Top of Excerpted text
Wilder did not keep copies of her correspondence with Lane, but Lane kept carbon copies of virtually everything she ever wrote, including the correspondence with her mother concerning the Little House books. The correspondence suggests that Wilder sometimes adamantly refused to accept some of Lane's suggestions and at other times gratefully accepted them. Lane's diaries show reactions to time spent on the project ranging from anger and frustration over financial loss from lack of her own work to elation at the success of the books and the prestige and income they brought to Wilder.
Literary historians[who?] believe that Lane's editing skills brought the dramatic pacing, literary structure and characterization critically needed to make the stories publishable in book form.
The collaboration between the two is believed by literary historians to have benefited Lane's career as much as her mother's. Lane's most popular short stories and her two most commercially successful novels were written at this time and were fueled by material which was taken directly from Wilder's recollections of Ingalls-Wilder family folklore. Let the Hurricane Roar (later titled Young Pioneers) and Free Land both addressed the difficulties of homesteading in the Dakotas in the late 19th century and how the so-called "free land" in fact cost homesteaders their life savings. The Saturday Evening Post paid Lane top fees to serialize both novels, which were later adapted for popular radio performances. Both books represented Lane's creative and literary peak. The Saturday Evening Post paid her $30,000 in 1938 to serialize her best-selling novel Free Land ($533,972 by today's standards). Let the Hurricane Roar saw an increasing and steady sale, augmented by its adaptation into popular radio dramatization that starred Helen Hayes.
In 1938, with the proceeds of Free Land in hand, Lane was able to pay all of her accumulated debts. She relocated to Danbury, Connecticut and purchased a rural home there with three wooded acres, on which she lived for the rest of her life. At this same time, the growing royalties from the Little House books were providing Lane's parents with an assured and sufficient income, relieving her need to be the family's sole source of support. Lane bought her parents an automobile and financed construction of the Rock House near the Wilder homestead. Her parents resided in the Rock House during much of the 1930s.
During World War II, Lane enjoyed a new phase in her writing career. From 1942 to 1945, she wrote a weekly column for The Pittsburgh Courier, at the time the most widely read African-American newspaper.
Bottom of Excerpted text
## Your assignment
List every specific year, written as a four-digit number, that the excerpt about Lane and Wilder mentions.
Top of Record excerpts
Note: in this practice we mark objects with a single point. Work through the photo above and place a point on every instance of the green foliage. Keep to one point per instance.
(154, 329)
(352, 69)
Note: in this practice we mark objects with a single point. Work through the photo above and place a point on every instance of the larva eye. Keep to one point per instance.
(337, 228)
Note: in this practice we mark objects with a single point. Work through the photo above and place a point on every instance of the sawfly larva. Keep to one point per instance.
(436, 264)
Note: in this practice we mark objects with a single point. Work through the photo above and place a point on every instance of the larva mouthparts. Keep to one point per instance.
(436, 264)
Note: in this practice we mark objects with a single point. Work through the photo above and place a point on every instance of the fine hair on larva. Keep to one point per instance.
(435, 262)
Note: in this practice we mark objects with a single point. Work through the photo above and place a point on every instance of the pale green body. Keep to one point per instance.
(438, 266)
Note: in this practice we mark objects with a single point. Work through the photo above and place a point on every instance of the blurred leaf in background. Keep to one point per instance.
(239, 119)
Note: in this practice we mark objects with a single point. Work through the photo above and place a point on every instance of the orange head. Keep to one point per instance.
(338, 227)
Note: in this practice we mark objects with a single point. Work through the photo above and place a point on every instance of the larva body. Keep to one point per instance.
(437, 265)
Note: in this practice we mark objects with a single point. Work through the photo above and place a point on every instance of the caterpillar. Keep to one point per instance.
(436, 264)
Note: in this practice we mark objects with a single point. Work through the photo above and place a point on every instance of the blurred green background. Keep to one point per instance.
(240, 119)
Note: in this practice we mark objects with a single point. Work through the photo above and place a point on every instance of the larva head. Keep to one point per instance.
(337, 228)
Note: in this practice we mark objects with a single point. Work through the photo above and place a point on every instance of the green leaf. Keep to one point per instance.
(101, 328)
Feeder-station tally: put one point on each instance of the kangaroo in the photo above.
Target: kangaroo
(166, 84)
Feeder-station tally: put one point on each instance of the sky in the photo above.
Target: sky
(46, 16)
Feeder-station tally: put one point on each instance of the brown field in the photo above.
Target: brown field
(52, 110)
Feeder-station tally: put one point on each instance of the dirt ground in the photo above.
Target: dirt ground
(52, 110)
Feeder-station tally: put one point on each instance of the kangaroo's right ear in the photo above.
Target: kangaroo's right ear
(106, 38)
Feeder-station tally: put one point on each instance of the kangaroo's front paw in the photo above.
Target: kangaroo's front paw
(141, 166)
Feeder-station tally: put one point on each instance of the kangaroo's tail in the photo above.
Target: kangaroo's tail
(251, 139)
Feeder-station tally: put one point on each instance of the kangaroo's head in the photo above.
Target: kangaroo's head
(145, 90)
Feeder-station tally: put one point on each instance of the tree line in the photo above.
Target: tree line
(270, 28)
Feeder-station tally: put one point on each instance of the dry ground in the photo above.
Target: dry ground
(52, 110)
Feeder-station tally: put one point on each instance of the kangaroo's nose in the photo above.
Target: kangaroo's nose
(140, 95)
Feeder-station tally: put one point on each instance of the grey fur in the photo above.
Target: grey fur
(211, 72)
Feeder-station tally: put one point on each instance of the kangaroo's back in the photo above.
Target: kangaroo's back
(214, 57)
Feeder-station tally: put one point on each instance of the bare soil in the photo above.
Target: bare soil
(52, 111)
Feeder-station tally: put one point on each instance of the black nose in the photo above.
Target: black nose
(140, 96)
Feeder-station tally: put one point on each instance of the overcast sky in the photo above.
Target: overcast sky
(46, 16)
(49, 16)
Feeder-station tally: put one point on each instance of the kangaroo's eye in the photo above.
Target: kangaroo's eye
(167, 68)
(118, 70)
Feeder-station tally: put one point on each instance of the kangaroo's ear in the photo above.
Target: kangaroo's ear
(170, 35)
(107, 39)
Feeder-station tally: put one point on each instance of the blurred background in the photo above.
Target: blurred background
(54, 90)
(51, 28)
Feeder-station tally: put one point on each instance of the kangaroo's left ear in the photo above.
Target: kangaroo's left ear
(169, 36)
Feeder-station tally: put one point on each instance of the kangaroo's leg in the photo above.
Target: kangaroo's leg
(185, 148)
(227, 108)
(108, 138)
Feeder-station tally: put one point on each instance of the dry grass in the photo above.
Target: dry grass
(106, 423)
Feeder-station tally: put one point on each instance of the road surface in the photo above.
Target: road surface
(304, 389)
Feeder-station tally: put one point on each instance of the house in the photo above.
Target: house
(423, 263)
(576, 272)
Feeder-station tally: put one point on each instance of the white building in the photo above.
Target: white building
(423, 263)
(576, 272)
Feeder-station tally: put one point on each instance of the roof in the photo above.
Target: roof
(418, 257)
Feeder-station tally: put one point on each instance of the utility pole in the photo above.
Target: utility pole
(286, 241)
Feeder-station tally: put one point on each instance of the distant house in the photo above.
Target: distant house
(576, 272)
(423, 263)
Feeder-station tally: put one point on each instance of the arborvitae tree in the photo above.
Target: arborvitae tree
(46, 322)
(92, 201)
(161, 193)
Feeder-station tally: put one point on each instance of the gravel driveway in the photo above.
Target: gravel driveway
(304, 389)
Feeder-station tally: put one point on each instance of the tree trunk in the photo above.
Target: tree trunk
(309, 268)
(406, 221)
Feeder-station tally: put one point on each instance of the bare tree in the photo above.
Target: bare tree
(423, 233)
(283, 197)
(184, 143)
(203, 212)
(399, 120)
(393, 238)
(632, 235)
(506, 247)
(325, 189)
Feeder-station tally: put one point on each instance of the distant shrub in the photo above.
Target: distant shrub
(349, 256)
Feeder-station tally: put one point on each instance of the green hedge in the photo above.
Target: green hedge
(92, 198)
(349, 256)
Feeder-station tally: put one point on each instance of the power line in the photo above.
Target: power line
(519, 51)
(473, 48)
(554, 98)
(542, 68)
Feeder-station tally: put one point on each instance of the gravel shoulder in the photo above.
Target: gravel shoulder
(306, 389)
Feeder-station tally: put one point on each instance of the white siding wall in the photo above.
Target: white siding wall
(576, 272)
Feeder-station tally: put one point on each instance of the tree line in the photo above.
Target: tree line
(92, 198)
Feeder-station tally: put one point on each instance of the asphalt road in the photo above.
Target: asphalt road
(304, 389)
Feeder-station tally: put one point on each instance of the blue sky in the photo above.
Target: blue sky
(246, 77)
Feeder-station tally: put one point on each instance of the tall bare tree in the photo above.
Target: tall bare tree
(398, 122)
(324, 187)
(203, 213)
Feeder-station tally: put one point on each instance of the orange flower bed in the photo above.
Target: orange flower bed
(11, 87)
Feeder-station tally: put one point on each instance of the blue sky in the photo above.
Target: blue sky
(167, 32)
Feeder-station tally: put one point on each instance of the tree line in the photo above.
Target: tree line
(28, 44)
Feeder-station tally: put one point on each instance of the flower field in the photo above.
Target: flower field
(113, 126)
Bottom of Record excerpts
## Reply to the task
1938, 1942, 1945